- Reading passage:
....
The Bukowski Agency - Can't Sleep, Can't Stay Awake - Excerpt
Can't Sleep, Can't Stay Awake
A Doctor's Guide to Recognizing and Treating Women's Sleep Disorders

by Dr. Meir Kryger


The Case of Mrs. R.

I WAS HAVING lunch in the hospital cafeteria when one of my colleagues asked me whether it would be worthwhile to have his wife evaluated for a sleep disorder because she had not been sleeping properly for approximately thirty years. He was sceptical whether anything could be done for her as she had had this problem for so long. I suggested that it was something worth pursuing.

When I saw Mrs. R, she told me a story that was similar to many I had heard before. During her third and last pregnancy, thirty years ago, she developed an irresistible urge to move her legs when she tried to go to sleep. She couldn’t stop moving. She tossed and turned and found the only way she could alleviate this discomfort, if only temporarily, was to get up out of bed and walk around. Consequently, she had severe difficulty in falling asleep and staying asleep. She no longer slept in bed with her husband because the tossing and turning and recurrent awakenings were disturbing him. She had little or no energy in the daytime and frequently fell asleep when inconvenient. She did not want to start on sleeping pills and believed that nothing could be done to help her. After interviewing and examining her, I ordered a couple of simple blood tests, and then after receiving the results started her on treatment. Three months later, after suffering for thirty years, the doctor’s wife’s problem was gone.
....
- Raw data:
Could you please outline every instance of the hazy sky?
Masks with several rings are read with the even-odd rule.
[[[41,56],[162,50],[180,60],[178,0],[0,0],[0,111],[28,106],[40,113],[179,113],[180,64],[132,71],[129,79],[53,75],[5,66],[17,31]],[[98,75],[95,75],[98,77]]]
....
- Problems and tasks:
#1 According to the sleep disorder excerpt, when did Mrs. R. first develop the urge to move her legs at bedtime?
#2 Write the next part of the sleep disorder excerpt, starting after its last sentence.
The listing is separate material and has nothing to do with the sleep disorder excerpt.

- Answers to the exercise:
#1 During her third and last pregnancy, thirty years earlier.

#2
The sleep disorder that had such an effect on Mrs. R. is called RLS or Restless Leg Syndrome. The abnormal and excessive movements of restless legs syndrome can interfere with normal sleep and it has been called the most common medical problem you never heard of. Though the disorder affects 15% of the general adult population and 10% of the female population and is the second most common sleep disorder, it is hardly ever diagnosed by doctors. Amongst seniors, it is much more common, affecting 30 to 40%. It is very likely that you or someone you know has this syndrome. The disorder seems to run in some families. Sometimes RLS may be caused by other medical conditions but in many cases the cause is never found.

Mrs R. had iron deficiency related anemia, which was easy to prove because her ferritin level was very low. She did not need a sleep test because her clinical history was so typical. Her husband, who was a doctor, could not and would not believe that taking an iron preparation would solve her problem. It did. Three months later her RLS symptoms were completely resolved and her sleep was normal. This case illustrates that doctors don't know enough and don't ask enough about women's sleep disorders, even if the patient is a relative.